**What the task requires**
Extract from the journalist profiles the passage starting with "As CNN’s world" and continuing through "today’s global affairs.", copied verbatim.

Begleiter told the Russians the Cold War was over. He was the first to report to the Saudis that the Gulf War was looming. He even broke the news to Yasir Arafat’s aides that the United States was about to open a dialogue with Palestinian leaders. In 1990 he became the first and only Western news correspondent to accompany Soviet foreign minister Eduard Shevardnadze aboard a Soviet aircraft on an official diplomatic mission. Begleiter’s ninety-minute interview was the first of its kind before the collapse of the Soviet Union.
“What it meant,” Begleiter says, “was that the Soviet Union [was] now prepared to countenance the idea of an American news correspondent traveling with the Soviet foreign minister.”
As CNN’s world affairs correspondent from 1981 to 1999, Begleiter wrote and produced thousands of news reports and special programs that aired worldwide. He conceived and hosted Global View, a weekly interview program seen on CNN International, and coanchored International Hour, which aired daily during prime time. He also developed and hosted Cold War Postscript, a twenty-four-part weekly series about the connections between the history of the Cold War and today’s global affairs.
Begleiter joined CNN a year after the network was founded. “I was among the skeptics who did not think all-news television would succeed,” he says. “Obviously I was very badly wrong.” He is now the Distinguished Journalist in Residence at the University of Delaware.
Irving R. Levine ’44
Blame Brown for the only time in Irving R. Levine’s career that the great television journalist was caught without his trademark bow tie. As the 1994 Commencement grand marshal, Levine appeared with a necktie in public for the first time in his life: “I needed help in tying it,” he said.

Coordinate annotation entries:
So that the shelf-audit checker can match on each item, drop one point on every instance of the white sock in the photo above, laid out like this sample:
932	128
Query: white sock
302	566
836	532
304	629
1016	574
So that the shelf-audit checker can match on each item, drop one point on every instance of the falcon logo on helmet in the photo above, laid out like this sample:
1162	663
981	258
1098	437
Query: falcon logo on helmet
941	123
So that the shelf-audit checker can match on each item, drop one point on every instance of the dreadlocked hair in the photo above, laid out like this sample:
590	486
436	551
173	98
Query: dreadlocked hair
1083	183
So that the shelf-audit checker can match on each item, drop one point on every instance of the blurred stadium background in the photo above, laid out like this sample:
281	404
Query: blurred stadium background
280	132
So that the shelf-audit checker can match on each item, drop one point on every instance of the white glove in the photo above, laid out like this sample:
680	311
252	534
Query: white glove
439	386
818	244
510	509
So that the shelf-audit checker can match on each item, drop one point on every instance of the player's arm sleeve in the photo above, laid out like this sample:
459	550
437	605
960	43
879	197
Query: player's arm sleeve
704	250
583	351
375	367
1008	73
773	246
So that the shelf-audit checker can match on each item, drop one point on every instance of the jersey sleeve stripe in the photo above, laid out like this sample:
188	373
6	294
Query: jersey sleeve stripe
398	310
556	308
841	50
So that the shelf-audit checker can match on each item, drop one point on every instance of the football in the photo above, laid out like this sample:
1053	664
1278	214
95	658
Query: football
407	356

**Exercise answer**
As CNN’s world affairs correspondent from 1981 to 1999, Begleiter wrote and produced thousands of news reports and special programs that aired worldwide. He conceived and hosted Global View, a weekly interview program seen on CNN International, and coanchored International Hour, which aired daily during prime time. He also developed and hosted Cold War Postscript, a twenty-four-part weekly series about the connections between the history of the Cold War and today’s global affairs.